◆ PROBLEM STATEMENT ◆
Please repeat the stretch of the camping blog post from "Camping was just" through "in timed waves.", changing "hamburgers" to "hot dogs".

◆ TEXT UNDER STUDY ◆

Tuesday, August 07, 2007

???

I'm sitting here debating whether I should go to the hospital or not.

I HATE hospitals - but who doesn't right?

I've been there too many times for myself and the people I love. It leaves a metallic taste in my mouth that lingers for days.

Camping was just wonderful. It was such a pleasure to get out of the city. The smell of pine and wild flowers filled my lungs, and the view of the mountains, lush greenery and watching all kinds of animals crossing my path was most mediative.


We drank watered down American beer (actually I had Mike's hard lemonade. They seemed to be out of the Jack Daniel's coolers), ate hamburgers on the grill and toasted marshmallows over the open fire.

Sigh.

Just flashing back to that memory seems to heal the panic that is washing over me in timed waves.


We usually make our pit stops at the Burlington malls before we head home. The Crow Bookstore on Church St. and then the big Barnes and Noble in University mall. Cheaper books, no tax and a kick ass selection of used books. But I opted out of the B&N. I was feeling sick. Really sick.

Out of the blue I knew that if I didn't sit down, I was going to faint. Things went fuzzy, my legs lost their feelign and strength, my fingers froze in a claw like position and the world around me began to tilt.

I waddled to the chair - got a plastic bag ready just in case I decided to hurl. The feeling didn't pass. It hung on for more than 35 minutes - peaking and fading away every 5 minutes.

An allergic reaction?
To what? Bacon, eggs and home fries?

I had an allergic reaction before - but this time, no swelling of the tongue, closing of throat or racing heartbeat.

◆ RECORDS ◆
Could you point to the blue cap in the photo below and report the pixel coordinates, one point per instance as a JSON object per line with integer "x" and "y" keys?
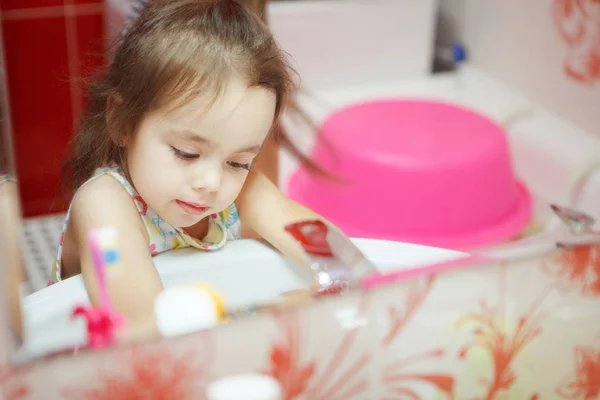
{"x": 459, "y": 54}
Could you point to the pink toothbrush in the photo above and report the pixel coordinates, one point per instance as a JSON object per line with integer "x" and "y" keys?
{"x": 102, "y": 321}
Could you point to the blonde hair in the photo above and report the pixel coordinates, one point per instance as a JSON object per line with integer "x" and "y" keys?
{"x": 174, "y": 51}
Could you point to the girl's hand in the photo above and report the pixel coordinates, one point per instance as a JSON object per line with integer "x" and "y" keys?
{"x": 265, "y": 210}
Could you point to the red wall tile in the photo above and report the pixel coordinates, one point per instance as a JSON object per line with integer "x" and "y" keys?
{"x": 40, "y": 100}
{"x": 16, "y": 4}
{"x": 82, "y": 1}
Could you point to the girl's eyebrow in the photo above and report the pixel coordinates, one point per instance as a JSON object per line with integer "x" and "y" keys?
{"x": 194, "y": 137}
{"x": 251, "y": 149}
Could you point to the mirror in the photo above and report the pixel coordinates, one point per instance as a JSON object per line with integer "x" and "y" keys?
{"x": 11, "y": 260}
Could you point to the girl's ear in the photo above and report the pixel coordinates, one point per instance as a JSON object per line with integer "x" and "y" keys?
{"x": 112, "y": 111}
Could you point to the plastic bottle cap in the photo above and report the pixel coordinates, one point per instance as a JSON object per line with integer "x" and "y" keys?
{"x": 244, "y": 387}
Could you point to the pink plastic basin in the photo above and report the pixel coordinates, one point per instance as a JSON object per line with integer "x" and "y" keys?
{"x": 415, "y": 171}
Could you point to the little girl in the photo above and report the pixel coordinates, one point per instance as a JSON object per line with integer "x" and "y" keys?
{"x": 166, "y": 148}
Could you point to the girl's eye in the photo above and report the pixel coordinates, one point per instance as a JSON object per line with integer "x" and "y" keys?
{"x": 183, "y": 155}
{"x": 239, "y": 166}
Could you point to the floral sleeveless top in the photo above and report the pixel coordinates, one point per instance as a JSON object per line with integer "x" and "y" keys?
{"x": 223, "y": 226}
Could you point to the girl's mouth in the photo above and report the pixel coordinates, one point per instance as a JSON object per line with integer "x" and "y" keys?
{"x": 192, "y": 208}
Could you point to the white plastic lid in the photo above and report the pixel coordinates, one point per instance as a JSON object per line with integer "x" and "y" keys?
{"x": 244, "y": 387}
{"x": 181, "y": 310}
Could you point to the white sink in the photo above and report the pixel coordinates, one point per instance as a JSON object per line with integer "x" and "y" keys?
{"x": 244, "y": 272}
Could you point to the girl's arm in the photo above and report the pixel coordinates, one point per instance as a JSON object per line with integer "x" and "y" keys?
{"x": 265, "y": 210}
{"x": 135, "y": 286}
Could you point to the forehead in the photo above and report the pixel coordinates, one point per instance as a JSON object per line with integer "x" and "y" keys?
{"x": 239, "y": 116}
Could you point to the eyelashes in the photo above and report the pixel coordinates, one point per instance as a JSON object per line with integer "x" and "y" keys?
{"x": 239, "y": 166}
{"x": 185, "y": 156}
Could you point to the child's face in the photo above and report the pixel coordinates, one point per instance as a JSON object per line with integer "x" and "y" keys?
{"x": 192, "y": 162}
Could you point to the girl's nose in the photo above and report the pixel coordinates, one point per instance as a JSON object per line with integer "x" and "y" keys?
{"x": 208, "y": 178}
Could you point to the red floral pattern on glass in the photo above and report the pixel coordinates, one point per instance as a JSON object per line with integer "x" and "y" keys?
{"x": 12, "y": 383}
{"x": 578, "y": 23}
{"x": 576, "y": 267}
{"x": 399, "y": 382}
{"x": 490, "y": 333}
{"x": 301, "y": 378}
{"x": 584, "y": 383}
{"x": 149, "y": 374}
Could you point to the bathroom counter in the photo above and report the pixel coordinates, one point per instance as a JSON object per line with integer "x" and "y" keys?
{"x": 244, "y": 272}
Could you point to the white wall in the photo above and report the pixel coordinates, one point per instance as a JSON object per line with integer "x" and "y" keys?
{"x": 347, "y": 42}
{"x": 519, "y": 42}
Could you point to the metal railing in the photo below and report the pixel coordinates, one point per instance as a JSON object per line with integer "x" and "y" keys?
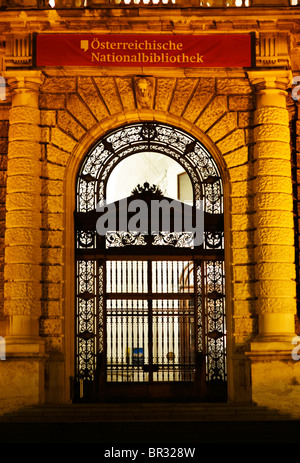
{"x": 207, "y": 4}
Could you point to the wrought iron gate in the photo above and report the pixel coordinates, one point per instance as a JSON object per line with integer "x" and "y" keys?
{"x": 150, "y": 311}
{"x": 150, "y": 321}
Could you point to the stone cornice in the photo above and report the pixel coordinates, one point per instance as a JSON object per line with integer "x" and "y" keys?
{"x": 141, "y": 20}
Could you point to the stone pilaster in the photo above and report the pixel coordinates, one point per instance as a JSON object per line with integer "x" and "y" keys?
{"x": 275, "y": 252}
{"x": 271, "y": 349}
{"x": 22, "y": 290}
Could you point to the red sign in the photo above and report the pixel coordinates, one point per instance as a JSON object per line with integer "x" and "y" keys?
{"x": 218, "y": 50}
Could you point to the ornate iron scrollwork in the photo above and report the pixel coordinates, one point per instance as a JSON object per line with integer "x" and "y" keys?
{"x": 92, "y": 279}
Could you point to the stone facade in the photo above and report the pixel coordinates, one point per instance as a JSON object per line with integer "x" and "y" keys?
{"x": 249, "y": 122}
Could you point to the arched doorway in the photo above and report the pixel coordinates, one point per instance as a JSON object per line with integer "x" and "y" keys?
{"x": 150, "y": 304}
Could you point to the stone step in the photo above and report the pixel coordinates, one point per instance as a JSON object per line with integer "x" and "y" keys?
{"x": 112, "y": 412}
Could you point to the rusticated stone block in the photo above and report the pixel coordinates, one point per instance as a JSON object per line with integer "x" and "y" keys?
{"x": 52, "y": 238}
{"x": 245, "y": 119}
{"x": 212, "y": 113}
{"x": 19, "y": 184}
{"x": 273, "y": 184}
{"x": 237, "y": 157}
{"x": 87, "y": 90}
{"x": 23, "y": 306}
{"x": 201, "y": 97}
{"x": 125, "y": 86}
{"x": 53, "y": 221}
{"x": 25, "y": 272}
{"x": 24, "y": 149}
{"x": 80, "y": 111}
{"x": 23, "y": 254}
{"x": 52, "y": 101}
{"x": 62, "y": 140}
{"x": 25, "y": 132}
{"x": 23, "y": 219}
{"x": 242, "y": 205}
{"x": 3, "y": 148}
{"x": 52, "y": 273}
{"x": 272, "y": 304}
{"x": 59, "y": 85}
{"x": 274, "y": 201}
{"x": 242, "y": 238}
{"x": 4, "y": 128}
{"x": 51, "y": 327}
{"x": 182, "y": 93}
{"x": 25, "y": 167}
{"x": 48, "y": 118}
{"x": 108, "y": 90}
{"x": 54, "y": 344}
{"x": 23, "y": 290}
{"x": 24, "y": 115}
{"x": 51, "y": 187}
{"x": 51, "y": 308}
{"x": 242, "y": 221}
{"x": 274, "y": 253}
{"x": 243, "y": 325}
{"x": 277, "y": 167}
{"x": 268, "y": 218}
{"x": 279, "y": 236}
{"x": 227, "y": 124}
{"x": 242, "y": 189}
{"x": 243, "y": 290}
{"x": 242, "y": 256}
{"x": 53, "y": 204}
{"x": 233, "y": 86}
{"x": 271, "y": 115}
{"x": 243, "y": 273}
{"x": 56, "y": 155}
{"x": 52, "y": 255}
{"x": 23, "y": 236}
{"x": 23, "y": 201}
{"x": 51, "y": 290}
{"x": 69, "y": 125}
{"x": 274, "y": 270}
{"x": 232, "y": 142}
{"x": 52, "y": 171}
{"x": 241, "y": 103}
{"x": 3, "y": 178}
{"x": 164, "y": 92}
{"x": 276, "y": 288}
{"x": 2, "y": 195}
{"x": 272, "y": 132}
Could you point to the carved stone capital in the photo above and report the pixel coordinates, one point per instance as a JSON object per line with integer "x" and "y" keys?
{"x": 271, "y": 87}
{"x": 24, "y": 86}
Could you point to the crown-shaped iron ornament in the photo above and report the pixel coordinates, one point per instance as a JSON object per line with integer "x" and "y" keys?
{"x": 147, "y": 188}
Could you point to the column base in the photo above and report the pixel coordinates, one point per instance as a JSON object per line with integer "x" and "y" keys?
{"x": 22, "y": 373}
{"x": 275, "y": 376}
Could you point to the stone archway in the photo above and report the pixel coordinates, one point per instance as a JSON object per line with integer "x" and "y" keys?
{"x": 208, "y": 261}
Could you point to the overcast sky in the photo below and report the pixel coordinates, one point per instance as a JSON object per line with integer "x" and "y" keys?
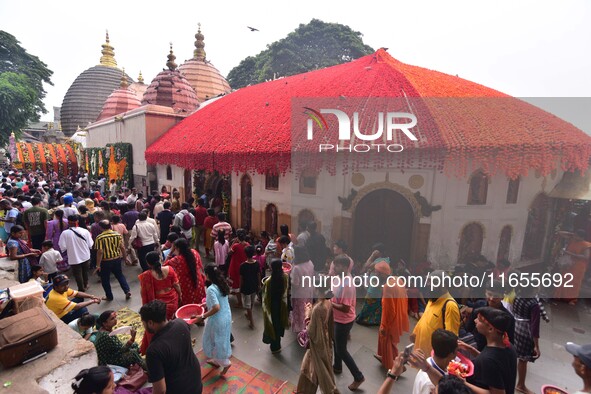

◆ ANSWER ◆
Camping was just wonderful. It was such a pleasure to get out of the city. The smell of pine and wild flowers filled my lungs, and the view of the mountains, lush greenery and watching all kinds of animals crossing my path was most mediative.


We drank watered down American beer (actually I had Mike's hard lemonade. They seemed to be out of the Jack Daniel's coolers), ate hot dogs on the grill and toasted marshmallows over the open fire.

Sigh.

Just flashing back to that memory seems to heal the panic that is washing over me in timed waves.